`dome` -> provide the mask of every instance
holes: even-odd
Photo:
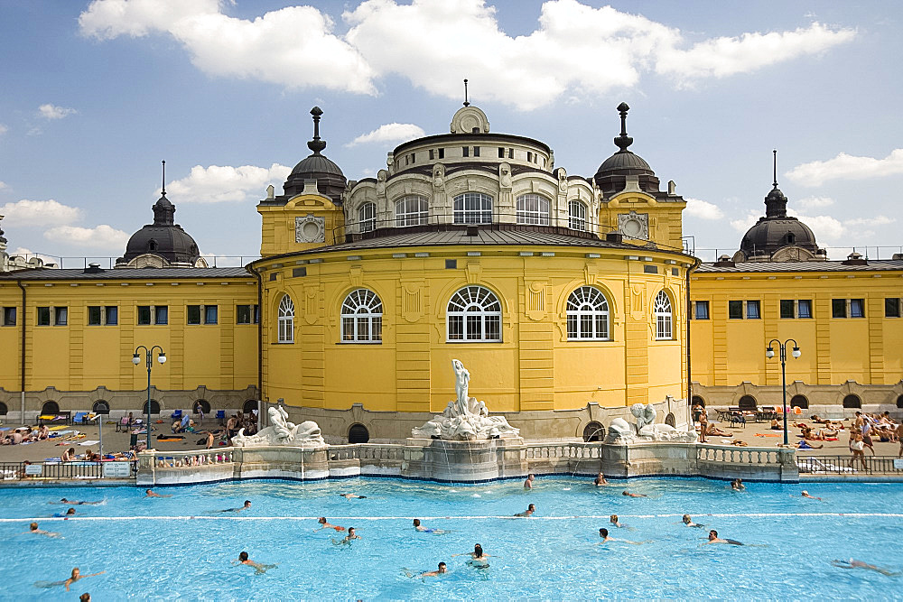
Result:
[[[332,161],[321,152],[326,148],[326,141],[320,138],[320,116],[322,109],[314,107],[311,109],[313,116],[313,140],[307,143],[307,147],[313,153],[302,159],[285,180],[283,190],[287,196],[301,194],[304,190],[305,180],[316,180],[317,190],[336,202],[341,201],[342,192],[348,180],[341,170]]]

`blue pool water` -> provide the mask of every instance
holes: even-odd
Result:
[[[0,598],[60,598],[72,567],[105,574],[73,585],[95,599],[497,599],[593,597],[903,598],[903,577],[831,565],[854,558],[903,571],[903,485],[747,485],[702,479],[634,479],[594,487],[591,479],[540,477],[451,486],[393,479],[251,481],[161,487],[0,490]],[[628,488],[648,497],[621,495]],[[804,499],[802,489],[824,501]],[[367,495],[346,500],[340,492]],[[61,497],[74,519],[47,518]],[[252,508],[238,514],[221,509]],[[527,505],[535,518],[510,518]],[[679,523],[688,513],[706,525]],[[615,528],[617,514],[629,528]],[[317,516],[353,526],[361,540],[334,545]],[[418,533],[412,518],[446,534]],[[61,538],[24,534],[30,520]],[[599,545],[600,527],[640,545]],[[708,528],[746,544],[703,545]],[[489,570],[452,554],[482,544]],[[277,564],[257,575],[231,561]],[[441,578],[409,579],[448,563]],[[74,598],[75,596],[72,596]]]

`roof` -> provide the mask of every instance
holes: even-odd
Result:
[[[738,262],[734,265],[703,264],[694,273],[724,273],[740,272],[889,272],[903,271],[903,260],[870,259],[862,265],[849,265],[839,261],[805,262]]]
[[[219,280],[254,276],[243,267],[122,268],[85,273],[83,269],[42,268],[0,273],[0,281],[14,280]]]

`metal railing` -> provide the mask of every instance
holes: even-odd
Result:
[[[903,459],[893,456],[806,456],[797,458],[801,475],[897,475],[903,476]]]

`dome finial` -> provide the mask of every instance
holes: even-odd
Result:
[[[621,133],[619,136],[615,138],[615,146],[619,148],[621,153],[628,152],[628,146],[633,144],[633,138],[627,134],[627,112],[629,110],[630,107],[626,102],[618,105],[618,112],[621,116]]]
[[[323,114],[323,110],[319,107],[314,107],[311,109],[311,115],[313,116],[313,140],[307,143],[307,148],[313,151],[313,154],[320,154],[320,152],[326,148],[326,143],[320,139],[320,116]]]

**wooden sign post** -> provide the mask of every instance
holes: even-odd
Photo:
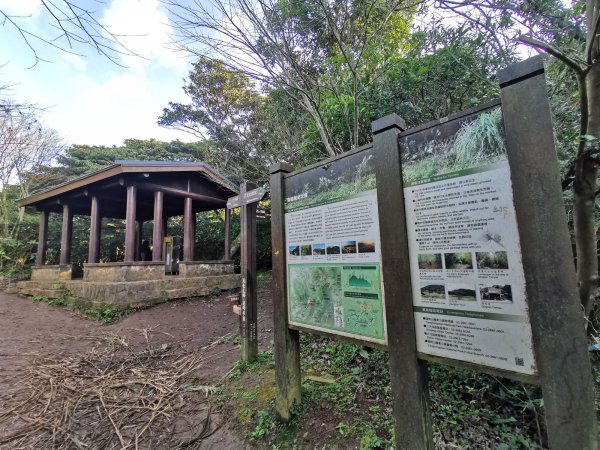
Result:
[[[258,354],[256,295],[256,205],[266,195],[264,188],[251,182],[240,185],[240,194],[227,200],[227,209],[240,208],[241,274],[240,337],[242,361],[251,362]]]
[[[542,388],[551,450],[597,450],[593,380],[543,60],[501,99],[295,172],[271,168],[277,411],[298,332],[390,353],[396,447],[434,447],[427,362]],[[486,133],[482,133],[485,130]]]

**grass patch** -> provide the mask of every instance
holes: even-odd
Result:
[[[404,182],[412,184],[423,178],[477,167],[506,159],[506,144],[500,108],[480,114],[464,124],[449,139],[428,142],[413,149],[416,161],[402,169]],[[411,151],[413,151],[411,150]]]
[[[72,311],[78,311],[92,319],[98,320],[103,323],[116,322],[119,319],[131,314],[135,311],[139,311],[143,308],[123,308],[116,305],[103,305],[103,306],[89,306],[84,305],[75,300],[70,294],[66,293],[61,297],[48,298],[41,295],[34,295],[32,297],[34,302],[42,302],[48,305],[64,306]]]
[[[257,362],[238,363],[232,372],[229,407],[247,439],[273,449],[394,446],[386,351],[301,334],[302,403],[286,424],[274,413],[272,358],[261,353]],[[437,448],[545,445],[537,387],[436,364],[429,365],[429,379]]]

--- The problem ---
Identify all lines in the material above that contain the word "every", and copy each of those lines in full.

--- Result of this exercise ---
`dome` -> provide the mask of every instance
`blue pool water` -> provide the mask of every instance
`roof` -> provide the mask of every instance
`metal railing` -> provide the mask of every instance
`dome finial` -> provide the mask of every instance
**wooden sign post** -> provide the mask of every instance
**grass patch** -> provide the mask of every instance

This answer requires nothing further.